### [Problem set]
1. Reproduce verbatim the part of the article on brain tumor imaging starting at "Tumour infiltration into" and ending at "and treatment outcomes.".
2. Extend the article on brain tumor imaging, picking up after its last sentence.

#### Text segment ####

Tumour infiltration into normal brain tissue in humans can be reliably detected with stimulated Raman scattering (SRS)microscopy, according to a new study. The technique could improve surgical accuracy and treatment outcomes.

Incomplete resection of tumour-infiltrated brain tissue commonly leads to tumour regrowth. “However, no modality can track such infiltration rapidly in unprocessed tissues,” says Daniel Orringer, a senior author on the new study.

A team led by Sunney Xie, who first developed the technique, previously showed that SRS microscopy could delineate tumours from healthy tissue in animals. The imaging requires no tissue staining, but exploits the properties of lipids and proteins to distinguish between cell bodies and axons: tumours exhibit hypercellularity and low axonal density. Orringer, Xie and colleagues have now used SRS microscopy to image healthy tissue and tumours from 22 humans.

#### Information shown ####

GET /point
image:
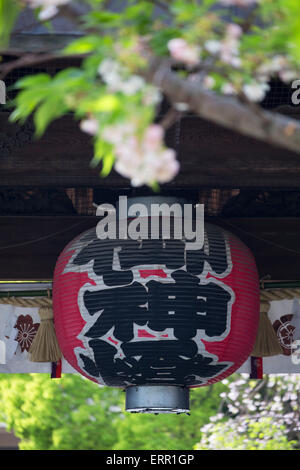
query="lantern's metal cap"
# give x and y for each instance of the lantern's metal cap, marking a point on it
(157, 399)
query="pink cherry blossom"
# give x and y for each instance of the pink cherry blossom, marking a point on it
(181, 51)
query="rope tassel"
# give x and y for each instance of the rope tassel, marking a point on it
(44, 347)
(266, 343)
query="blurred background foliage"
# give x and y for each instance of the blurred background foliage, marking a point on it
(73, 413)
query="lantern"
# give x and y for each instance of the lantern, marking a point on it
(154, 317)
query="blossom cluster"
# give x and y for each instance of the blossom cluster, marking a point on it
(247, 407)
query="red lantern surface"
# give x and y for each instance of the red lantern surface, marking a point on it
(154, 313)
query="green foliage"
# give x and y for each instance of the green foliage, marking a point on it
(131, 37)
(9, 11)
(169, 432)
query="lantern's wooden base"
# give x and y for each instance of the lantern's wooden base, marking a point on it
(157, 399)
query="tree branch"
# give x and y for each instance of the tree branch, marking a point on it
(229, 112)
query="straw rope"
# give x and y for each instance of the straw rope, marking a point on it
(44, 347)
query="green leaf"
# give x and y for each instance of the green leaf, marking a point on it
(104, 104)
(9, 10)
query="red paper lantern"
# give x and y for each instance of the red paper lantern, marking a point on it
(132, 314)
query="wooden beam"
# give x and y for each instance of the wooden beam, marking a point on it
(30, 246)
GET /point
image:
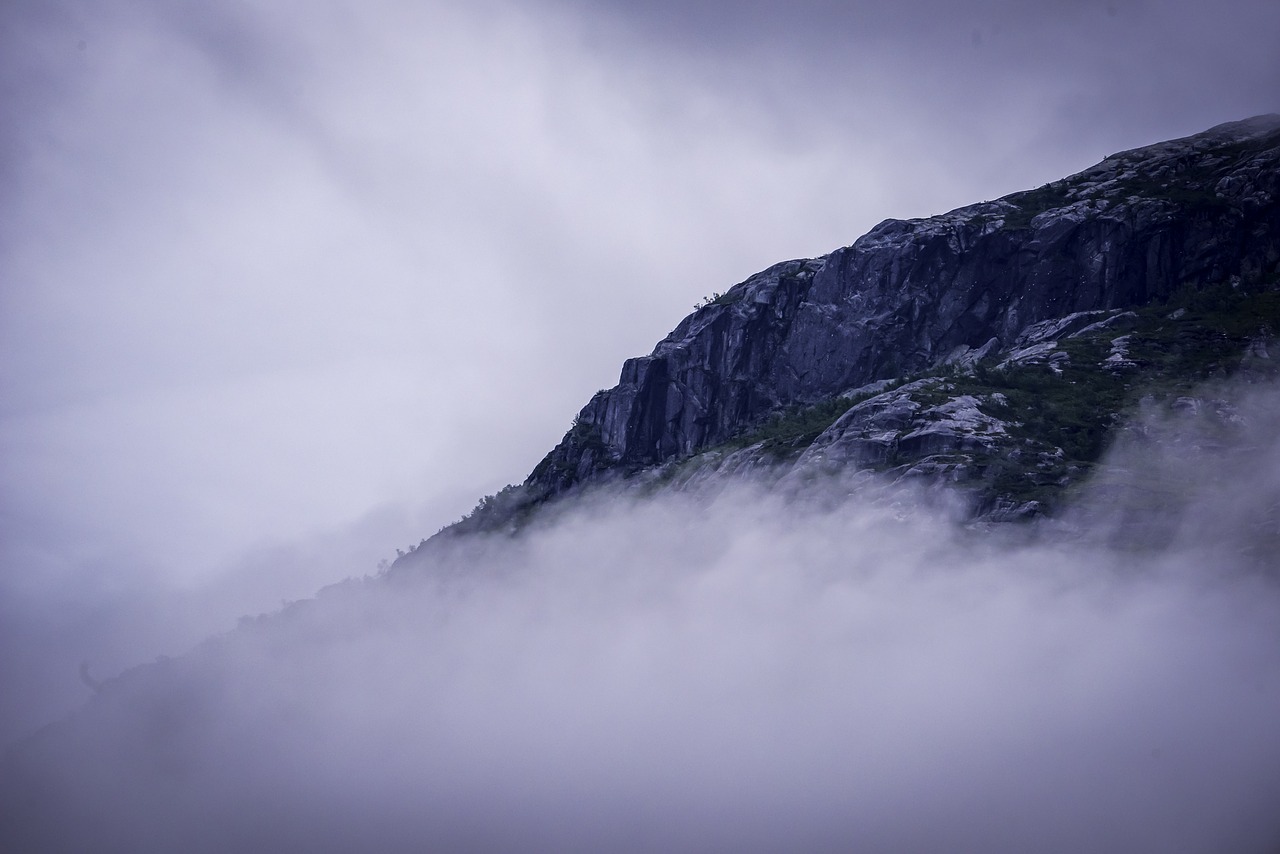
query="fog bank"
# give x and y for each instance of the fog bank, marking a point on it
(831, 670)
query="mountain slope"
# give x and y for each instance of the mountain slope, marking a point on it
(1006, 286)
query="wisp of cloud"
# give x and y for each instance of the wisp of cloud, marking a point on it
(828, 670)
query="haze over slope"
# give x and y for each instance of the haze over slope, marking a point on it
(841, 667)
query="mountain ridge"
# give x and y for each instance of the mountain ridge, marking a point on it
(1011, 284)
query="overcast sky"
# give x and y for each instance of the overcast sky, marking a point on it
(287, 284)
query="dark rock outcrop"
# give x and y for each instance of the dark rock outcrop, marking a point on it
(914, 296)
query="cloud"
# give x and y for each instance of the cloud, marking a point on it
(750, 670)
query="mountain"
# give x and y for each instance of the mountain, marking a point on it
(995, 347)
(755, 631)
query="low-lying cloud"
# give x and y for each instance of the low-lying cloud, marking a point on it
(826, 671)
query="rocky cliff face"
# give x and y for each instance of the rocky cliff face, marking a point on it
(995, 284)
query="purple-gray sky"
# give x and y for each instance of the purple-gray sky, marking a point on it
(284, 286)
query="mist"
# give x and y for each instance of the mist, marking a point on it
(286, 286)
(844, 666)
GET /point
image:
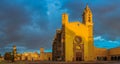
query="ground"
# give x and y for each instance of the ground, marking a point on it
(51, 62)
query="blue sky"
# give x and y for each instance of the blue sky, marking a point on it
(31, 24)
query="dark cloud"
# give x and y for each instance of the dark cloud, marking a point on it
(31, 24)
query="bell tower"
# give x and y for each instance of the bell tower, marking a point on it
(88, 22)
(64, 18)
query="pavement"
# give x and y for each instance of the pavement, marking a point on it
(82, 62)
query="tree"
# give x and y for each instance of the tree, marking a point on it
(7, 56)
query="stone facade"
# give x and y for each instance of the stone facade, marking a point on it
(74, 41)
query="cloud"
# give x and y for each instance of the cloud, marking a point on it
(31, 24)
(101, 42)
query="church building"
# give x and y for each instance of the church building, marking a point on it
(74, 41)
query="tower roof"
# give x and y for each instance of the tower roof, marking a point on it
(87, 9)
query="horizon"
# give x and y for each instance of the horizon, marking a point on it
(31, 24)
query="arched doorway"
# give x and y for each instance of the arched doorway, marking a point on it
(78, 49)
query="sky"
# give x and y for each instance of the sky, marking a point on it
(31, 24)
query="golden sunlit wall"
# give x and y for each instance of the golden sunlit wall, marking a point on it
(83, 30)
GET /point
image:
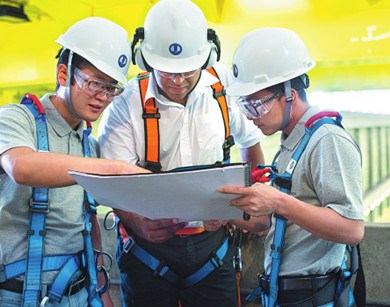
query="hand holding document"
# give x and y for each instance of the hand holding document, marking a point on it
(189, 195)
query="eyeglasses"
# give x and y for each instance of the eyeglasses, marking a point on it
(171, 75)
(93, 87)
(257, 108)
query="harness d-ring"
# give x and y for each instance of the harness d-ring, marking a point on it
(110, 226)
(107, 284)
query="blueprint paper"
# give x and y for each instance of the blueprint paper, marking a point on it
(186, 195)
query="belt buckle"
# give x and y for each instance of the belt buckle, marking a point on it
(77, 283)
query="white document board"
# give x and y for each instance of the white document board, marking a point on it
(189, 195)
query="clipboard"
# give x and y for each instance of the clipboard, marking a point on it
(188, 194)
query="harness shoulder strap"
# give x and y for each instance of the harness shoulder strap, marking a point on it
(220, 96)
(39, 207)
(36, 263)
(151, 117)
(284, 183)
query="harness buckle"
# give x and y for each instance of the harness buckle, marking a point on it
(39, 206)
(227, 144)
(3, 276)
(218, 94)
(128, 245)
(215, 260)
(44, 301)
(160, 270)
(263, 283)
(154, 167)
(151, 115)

####

### [Results for each task]
1.
Tumour infiltration into normal brain tissue in humans can be reliably detected with stimulated Raman scattering (SRS)microscopy, according to a new study. The technique could improve surgical accuracy and treatment outcomes.

2.
The SRS microscopy images enabled pathologists to identify normal tissue, infiltrating glioma and dense glioma with the same reliability as they could with haematoxylin and eosin staining. The team also developed a system to automatically quantify the probability of tumour infiltration in a specific area on the basis of the protein–lipid ratio, cellularity and axonal density in that area. The system identified infiltrated tissue with a sensitivity of 97.5% and a specificity of 98.5%.

“This technology could take some of the guesswork out of brain tumour surgery,” says Orringer. “I think we'll be relying on an FDA-approved SRS microscope for intraoperative resection margin control within 18–24 months.”